**SHORT EXERCISE**
Please gather every line of the listing below that contains the string "face", and copy each one out.

Labeled contour entries
▬▬▬

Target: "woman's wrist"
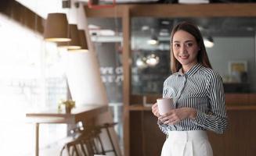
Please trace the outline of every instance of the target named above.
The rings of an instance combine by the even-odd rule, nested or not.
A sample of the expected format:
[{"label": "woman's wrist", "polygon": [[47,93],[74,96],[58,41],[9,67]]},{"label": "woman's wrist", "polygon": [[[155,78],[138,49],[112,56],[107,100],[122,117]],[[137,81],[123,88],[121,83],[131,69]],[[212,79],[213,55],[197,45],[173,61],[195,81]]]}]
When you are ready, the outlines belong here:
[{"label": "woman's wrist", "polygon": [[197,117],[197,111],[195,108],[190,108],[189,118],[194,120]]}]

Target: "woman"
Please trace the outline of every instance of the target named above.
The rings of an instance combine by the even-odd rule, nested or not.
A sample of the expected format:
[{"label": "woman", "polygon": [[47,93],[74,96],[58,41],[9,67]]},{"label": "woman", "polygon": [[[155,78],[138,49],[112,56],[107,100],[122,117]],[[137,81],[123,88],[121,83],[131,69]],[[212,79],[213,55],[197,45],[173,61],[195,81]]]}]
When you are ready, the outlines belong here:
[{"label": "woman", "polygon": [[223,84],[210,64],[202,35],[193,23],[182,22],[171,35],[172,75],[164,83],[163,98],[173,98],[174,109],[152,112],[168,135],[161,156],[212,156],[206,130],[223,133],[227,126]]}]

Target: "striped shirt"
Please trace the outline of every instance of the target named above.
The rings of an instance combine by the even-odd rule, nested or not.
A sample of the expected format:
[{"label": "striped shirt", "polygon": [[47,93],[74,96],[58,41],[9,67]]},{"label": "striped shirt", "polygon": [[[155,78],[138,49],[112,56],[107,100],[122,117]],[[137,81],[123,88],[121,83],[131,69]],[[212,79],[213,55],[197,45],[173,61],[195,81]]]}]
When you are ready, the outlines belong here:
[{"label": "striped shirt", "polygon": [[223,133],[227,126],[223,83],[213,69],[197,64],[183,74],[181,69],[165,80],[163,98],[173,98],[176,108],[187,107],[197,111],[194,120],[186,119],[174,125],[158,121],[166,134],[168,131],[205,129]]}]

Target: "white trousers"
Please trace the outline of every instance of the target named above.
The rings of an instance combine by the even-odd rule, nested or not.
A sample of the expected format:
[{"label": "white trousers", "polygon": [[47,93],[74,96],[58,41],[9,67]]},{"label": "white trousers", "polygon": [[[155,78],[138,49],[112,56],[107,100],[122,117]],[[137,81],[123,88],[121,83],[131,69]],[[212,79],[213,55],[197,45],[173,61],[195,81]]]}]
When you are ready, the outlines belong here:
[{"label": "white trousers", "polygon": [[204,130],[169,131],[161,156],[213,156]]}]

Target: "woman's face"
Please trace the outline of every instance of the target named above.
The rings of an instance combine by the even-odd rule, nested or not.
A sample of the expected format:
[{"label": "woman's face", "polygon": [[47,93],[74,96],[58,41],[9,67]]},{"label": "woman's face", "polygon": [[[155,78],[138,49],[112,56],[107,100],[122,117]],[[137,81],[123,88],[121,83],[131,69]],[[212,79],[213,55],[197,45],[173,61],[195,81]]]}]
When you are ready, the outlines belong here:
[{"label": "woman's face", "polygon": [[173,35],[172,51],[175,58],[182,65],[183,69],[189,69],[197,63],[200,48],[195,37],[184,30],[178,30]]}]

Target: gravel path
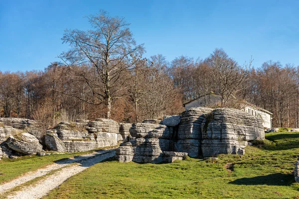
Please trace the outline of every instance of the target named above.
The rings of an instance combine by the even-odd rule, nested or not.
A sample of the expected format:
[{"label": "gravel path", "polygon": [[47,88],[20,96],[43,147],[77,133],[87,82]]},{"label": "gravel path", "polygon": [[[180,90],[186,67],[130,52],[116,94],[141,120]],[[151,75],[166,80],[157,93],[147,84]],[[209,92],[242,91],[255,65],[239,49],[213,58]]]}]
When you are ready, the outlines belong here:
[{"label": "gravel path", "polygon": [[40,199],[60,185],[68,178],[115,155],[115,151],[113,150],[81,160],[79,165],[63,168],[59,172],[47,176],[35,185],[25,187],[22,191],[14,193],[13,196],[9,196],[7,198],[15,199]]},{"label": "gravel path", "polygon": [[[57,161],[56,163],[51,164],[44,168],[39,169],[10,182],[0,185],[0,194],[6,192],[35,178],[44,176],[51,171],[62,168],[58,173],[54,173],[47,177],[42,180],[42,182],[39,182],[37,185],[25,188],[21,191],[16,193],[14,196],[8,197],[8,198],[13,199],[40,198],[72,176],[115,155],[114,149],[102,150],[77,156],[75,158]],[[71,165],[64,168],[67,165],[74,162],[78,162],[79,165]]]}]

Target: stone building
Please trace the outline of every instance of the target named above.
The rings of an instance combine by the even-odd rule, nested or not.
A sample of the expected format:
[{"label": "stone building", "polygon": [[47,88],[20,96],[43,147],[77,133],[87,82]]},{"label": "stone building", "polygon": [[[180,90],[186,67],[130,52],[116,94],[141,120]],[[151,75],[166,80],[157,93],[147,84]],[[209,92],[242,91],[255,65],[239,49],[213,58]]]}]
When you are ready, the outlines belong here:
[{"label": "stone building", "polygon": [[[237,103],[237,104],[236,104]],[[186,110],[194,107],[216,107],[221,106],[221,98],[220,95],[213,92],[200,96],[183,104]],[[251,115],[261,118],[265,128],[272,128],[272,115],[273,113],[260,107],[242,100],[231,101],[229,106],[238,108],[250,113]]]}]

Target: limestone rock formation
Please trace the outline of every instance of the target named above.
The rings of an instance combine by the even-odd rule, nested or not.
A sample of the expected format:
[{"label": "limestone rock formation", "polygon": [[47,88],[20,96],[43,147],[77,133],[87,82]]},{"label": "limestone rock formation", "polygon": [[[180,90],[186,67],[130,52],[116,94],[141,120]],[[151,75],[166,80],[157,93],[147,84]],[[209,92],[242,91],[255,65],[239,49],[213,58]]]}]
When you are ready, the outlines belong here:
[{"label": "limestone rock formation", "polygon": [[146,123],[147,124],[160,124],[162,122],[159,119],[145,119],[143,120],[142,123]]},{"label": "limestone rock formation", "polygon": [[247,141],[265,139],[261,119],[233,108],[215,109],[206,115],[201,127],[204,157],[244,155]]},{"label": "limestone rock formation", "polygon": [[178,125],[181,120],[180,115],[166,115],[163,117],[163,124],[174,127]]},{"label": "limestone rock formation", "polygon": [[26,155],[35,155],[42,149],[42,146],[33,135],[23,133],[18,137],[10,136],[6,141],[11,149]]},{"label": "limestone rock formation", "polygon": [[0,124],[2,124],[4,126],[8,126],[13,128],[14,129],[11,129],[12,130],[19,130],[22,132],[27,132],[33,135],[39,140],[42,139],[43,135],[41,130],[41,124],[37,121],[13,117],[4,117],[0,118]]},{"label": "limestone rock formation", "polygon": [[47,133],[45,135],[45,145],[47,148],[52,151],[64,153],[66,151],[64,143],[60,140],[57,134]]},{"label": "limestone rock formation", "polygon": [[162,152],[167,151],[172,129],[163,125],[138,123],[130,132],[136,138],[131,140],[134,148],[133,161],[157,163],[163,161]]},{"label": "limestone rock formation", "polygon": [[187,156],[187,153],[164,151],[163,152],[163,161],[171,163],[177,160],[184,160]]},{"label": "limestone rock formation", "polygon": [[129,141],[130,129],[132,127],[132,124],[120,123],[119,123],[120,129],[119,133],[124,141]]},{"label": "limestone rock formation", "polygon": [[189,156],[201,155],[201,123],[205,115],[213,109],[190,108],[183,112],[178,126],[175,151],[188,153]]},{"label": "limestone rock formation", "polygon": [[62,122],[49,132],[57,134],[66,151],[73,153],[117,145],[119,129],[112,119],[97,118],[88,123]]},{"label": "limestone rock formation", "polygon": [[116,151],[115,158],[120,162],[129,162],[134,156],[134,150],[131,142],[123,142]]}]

▬▬▬

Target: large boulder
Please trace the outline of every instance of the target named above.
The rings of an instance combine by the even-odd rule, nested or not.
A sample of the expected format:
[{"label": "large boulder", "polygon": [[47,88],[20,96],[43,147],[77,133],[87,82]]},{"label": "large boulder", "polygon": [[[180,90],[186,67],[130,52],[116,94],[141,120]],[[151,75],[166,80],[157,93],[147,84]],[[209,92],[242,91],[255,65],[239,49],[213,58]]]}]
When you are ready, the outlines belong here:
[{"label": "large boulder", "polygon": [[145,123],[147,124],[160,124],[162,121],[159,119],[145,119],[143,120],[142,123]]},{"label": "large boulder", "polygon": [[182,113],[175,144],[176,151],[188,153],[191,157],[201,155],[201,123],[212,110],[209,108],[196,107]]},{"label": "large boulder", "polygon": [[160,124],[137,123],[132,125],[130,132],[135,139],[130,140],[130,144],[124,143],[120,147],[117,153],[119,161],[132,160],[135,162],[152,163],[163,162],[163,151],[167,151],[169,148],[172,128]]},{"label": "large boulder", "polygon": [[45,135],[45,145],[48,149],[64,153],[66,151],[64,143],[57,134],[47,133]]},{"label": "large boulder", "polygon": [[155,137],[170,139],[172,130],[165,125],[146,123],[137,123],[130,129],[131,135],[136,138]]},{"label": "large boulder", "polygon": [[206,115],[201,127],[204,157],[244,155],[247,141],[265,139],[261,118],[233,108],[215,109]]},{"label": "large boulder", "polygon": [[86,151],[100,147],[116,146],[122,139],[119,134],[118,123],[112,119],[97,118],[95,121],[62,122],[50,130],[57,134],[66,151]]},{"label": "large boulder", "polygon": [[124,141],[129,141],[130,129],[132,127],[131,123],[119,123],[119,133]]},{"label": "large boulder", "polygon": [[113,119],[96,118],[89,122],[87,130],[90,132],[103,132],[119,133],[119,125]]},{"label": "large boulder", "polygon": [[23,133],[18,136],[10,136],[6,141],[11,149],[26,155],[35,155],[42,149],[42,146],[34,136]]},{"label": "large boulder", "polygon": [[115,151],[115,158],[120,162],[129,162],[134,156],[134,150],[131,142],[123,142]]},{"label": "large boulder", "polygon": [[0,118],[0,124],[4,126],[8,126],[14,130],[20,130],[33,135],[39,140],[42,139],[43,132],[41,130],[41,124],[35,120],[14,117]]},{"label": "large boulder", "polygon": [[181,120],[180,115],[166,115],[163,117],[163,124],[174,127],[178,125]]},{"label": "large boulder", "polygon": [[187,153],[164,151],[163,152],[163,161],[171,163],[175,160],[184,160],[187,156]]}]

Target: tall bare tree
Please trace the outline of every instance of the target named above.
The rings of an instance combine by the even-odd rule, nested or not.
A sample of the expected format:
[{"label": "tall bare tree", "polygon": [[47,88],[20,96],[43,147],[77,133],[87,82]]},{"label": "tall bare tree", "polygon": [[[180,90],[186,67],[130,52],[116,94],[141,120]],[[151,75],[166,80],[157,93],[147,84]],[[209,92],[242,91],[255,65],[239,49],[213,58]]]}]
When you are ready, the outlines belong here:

▬▬▬

**EXERCISE SOLUTION**
Target: "woman's face"
[{"label": "woman's face", "polygon": [[47,93],[74,96],[58,41],[9,67]]},{"label": "woman's face", "polygon": [[[155,78],[138,49],[112,56],[107,100],[122,117]],[[137,81],[123,88],[121,83],[131,69]],[[212,79],[213,55],[197,45],[173,61],[195,81]]]}]
[{"label": "woman's face", "polygon": [[173,35],[172,51],[175,58],[182,65],[183,69],[189,69],[197,63],[200,48],[195,37],[184,30],[178,30]]}]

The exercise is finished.